[Labeled-object pointing entries]
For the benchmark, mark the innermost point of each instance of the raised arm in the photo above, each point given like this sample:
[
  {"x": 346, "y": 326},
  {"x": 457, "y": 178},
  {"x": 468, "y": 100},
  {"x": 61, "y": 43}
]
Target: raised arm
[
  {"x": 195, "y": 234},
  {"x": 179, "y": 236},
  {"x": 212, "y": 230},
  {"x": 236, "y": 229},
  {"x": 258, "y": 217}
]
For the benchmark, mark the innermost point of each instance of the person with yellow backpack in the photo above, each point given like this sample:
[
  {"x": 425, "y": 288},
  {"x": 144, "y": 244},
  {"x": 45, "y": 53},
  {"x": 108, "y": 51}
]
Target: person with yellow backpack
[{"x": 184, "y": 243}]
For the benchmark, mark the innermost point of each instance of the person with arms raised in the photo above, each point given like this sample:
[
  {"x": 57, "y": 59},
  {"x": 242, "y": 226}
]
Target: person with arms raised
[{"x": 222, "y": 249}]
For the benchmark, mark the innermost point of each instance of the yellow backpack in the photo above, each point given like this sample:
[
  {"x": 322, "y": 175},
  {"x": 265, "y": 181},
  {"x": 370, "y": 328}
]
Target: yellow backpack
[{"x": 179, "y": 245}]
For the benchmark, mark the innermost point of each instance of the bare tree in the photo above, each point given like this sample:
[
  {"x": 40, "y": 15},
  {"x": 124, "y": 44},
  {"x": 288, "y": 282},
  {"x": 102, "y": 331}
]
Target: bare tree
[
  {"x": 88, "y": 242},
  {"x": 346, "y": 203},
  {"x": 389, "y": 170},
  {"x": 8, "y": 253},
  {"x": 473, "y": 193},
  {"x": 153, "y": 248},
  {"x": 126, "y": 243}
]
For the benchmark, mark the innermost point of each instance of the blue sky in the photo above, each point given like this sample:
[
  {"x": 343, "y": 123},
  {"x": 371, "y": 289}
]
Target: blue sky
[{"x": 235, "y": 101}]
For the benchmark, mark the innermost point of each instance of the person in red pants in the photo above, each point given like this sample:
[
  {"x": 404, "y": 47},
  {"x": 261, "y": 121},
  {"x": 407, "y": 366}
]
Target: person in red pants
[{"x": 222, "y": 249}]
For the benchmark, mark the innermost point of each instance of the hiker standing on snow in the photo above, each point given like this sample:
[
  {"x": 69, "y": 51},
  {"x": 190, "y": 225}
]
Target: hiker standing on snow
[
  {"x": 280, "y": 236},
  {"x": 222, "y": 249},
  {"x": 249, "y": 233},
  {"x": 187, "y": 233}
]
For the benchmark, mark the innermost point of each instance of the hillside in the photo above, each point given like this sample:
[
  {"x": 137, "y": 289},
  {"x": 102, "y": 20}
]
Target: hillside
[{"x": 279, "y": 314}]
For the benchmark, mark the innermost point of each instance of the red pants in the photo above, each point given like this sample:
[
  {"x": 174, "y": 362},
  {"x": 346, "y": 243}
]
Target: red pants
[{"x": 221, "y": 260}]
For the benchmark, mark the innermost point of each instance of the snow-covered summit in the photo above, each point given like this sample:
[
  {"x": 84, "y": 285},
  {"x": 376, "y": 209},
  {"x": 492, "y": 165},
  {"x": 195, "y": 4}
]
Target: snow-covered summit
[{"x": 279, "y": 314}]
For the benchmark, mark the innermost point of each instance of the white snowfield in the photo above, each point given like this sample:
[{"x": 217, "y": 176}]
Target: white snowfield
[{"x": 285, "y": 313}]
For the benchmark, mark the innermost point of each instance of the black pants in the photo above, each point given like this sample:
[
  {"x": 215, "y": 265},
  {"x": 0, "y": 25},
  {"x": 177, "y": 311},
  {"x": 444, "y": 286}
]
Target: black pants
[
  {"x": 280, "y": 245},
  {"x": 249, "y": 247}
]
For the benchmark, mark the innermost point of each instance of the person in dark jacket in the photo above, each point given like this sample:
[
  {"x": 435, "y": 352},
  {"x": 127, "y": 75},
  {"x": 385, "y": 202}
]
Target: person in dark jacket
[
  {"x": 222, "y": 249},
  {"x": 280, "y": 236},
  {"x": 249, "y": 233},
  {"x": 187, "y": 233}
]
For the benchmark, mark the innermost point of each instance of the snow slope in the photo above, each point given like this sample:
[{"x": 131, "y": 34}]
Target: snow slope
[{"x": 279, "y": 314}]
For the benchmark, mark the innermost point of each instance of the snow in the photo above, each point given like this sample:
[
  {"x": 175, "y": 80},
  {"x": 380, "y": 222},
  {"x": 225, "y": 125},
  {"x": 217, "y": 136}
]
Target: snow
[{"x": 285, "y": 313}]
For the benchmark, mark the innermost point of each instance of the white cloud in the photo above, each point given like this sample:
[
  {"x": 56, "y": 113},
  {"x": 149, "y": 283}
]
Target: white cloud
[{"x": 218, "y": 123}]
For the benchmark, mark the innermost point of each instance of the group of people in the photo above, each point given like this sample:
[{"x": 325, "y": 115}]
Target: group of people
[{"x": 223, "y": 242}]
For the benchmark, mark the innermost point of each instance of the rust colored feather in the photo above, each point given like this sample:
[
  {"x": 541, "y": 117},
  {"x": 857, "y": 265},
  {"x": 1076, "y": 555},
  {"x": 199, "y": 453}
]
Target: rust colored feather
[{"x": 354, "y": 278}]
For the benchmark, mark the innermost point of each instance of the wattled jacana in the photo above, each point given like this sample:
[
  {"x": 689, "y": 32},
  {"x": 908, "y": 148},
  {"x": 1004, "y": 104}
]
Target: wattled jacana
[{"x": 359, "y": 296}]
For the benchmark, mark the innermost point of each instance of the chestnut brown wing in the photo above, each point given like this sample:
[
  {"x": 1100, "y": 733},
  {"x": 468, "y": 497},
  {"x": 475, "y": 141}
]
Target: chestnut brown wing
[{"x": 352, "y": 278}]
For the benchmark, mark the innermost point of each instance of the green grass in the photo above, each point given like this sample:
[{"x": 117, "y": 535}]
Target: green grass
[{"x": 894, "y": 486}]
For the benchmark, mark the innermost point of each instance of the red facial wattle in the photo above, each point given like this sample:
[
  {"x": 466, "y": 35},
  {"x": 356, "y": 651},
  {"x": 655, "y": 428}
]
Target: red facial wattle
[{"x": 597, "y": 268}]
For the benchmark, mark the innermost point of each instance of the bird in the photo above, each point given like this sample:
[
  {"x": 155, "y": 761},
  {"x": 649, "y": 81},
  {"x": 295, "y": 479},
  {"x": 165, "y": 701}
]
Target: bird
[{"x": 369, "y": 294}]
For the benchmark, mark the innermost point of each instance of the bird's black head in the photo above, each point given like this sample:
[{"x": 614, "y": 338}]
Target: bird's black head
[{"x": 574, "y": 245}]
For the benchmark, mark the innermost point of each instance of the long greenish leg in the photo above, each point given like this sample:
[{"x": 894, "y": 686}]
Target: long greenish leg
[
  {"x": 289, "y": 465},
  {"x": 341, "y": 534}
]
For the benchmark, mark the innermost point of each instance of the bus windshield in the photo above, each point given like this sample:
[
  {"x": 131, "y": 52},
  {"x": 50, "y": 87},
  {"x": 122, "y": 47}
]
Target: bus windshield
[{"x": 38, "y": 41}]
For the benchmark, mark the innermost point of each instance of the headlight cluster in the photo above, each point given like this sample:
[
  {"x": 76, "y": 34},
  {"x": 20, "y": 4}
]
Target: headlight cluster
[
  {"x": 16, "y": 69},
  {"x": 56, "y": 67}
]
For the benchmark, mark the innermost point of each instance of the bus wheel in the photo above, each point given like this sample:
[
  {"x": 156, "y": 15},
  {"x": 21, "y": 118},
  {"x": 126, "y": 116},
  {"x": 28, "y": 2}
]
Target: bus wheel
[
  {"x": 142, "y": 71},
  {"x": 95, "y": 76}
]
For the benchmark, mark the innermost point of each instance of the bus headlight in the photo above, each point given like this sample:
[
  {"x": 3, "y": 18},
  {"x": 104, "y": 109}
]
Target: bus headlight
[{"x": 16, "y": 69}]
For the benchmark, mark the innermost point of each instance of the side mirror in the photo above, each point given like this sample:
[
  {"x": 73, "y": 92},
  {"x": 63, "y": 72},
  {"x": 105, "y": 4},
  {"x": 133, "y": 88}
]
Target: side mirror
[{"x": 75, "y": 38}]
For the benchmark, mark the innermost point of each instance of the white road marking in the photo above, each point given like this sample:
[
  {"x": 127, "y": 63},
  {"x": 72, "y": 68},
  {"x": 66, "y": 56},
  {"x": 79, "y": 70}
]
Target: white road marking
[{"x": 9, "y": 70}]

Directions for this task: Set down exactly what runs from the line with "the bus headlight" to the last line of the data above, including both of those lines and no others.

Reply:
For the benchmark, mark the innermost point of each instance of the bus headlight in the photo above, each point given like this sample:
[
  {"x": 3, "y": 18},
  {"x": 104, "y": 109}
]
Target: bus headlight
[{"x": 16, "y": 69}]
For the benchmark, mark the innermost point of each instance of the side mirror in the photo above, each point given like this sample:
[
  {"x": 73, "y": 92},
  {"x": 63, "y": 72},
  {"x": 105, "y": 4},
  {"x": 133, "y": 88}
]
Target: side mirror
[{"x": 75, "y": 38}]
For the benchmark, mark the innermost point of each instance of the white road marking in the photo above, each point given like this sample:
[
  {"x": 127, "y": 63},
  {"x": 72, "y": 68},
  {"x": 66, "y": 56},
  {"x": 79, "y": 70}
]
Target: white road marking
[{"x": 9, "y": 70}]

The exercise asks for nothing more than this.